Records supplied.
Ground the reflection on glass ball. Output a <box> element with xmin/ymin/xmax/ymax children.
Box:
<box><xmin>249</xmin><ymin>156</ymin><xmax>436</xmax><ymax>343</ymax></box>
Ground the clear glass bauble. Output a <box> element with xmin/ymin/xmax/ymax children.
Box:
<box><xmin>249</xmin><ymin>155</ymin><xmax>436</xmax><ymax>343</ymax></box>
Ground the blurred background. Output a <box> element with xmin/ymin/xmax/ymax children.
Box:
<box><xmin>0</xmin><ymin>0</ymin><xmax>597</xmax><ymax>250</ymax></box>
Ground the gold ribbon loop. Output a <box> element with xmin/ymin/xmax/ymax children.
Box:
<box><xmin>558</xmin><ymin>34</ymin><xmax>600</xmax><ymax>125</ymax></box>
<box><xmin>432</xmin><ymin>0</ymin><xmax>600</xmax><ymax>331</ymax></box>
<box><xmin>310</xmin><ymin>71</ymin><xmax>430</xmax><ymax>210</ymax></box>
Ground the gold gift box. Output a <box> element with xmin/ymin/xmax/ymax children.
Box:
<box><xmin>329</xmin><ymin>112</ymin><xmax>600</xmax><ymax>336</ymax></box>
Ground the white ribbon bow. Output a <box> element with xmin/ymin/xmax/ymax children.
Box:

Given request. Retype every one of the entries above, keeping each line identical to the original.

Finished task.
Ground the reflection on glass ball. Output a <box> element with xmin/ymin/xmax/ymax children.
Box:
<box><xmin>249</xmin><ymin>156</ymin><xmax>436</xmax><ymax>343</ymax></box>
Ground the clear glass bauble. Output a <box> element with xmin/ymin/xmax/ymax children.
Box:
<box><xmin>249</xmin><ymin>155</ymin><xmax>436</xmax><ymax>343</ymax></box>
Ground the blurred background. Output a <box> element with xmin/ymin/xmax/ymax children.
Box:
<box><xmin>0</xmin><ymin>0</ymin><xmax>597</xmax><ymax>250</ymax></box>
Ground the gold ribbon loop. Output a <box> element with xmin/ymin/xmax/ymax children.
Box:
<box><xmin>558</xmin><ymin>34</ymin><xmax>600</xmax><ymax>125</ymax></box>
<box><xmin>432</xmin><ymin>0</ymin><xmax>600</xmax><ymax>331</ymax></box>
<box><xmin>310</xmin><ymin>71</ymin><xmax>430</xmax><ymax>210</ymax></box>
Ground the gold gift box. Output a <box> element with xmin/ymin/xmax/ymax children.
Box:
<box><xmin>329</xmin><ymin>112</ymin><xmax>600</xmax><ymax>336</ymax></box>
Ground the white ribbon bow. Output a <box> element with xmin/ymin/xmax/ymax children.
Box:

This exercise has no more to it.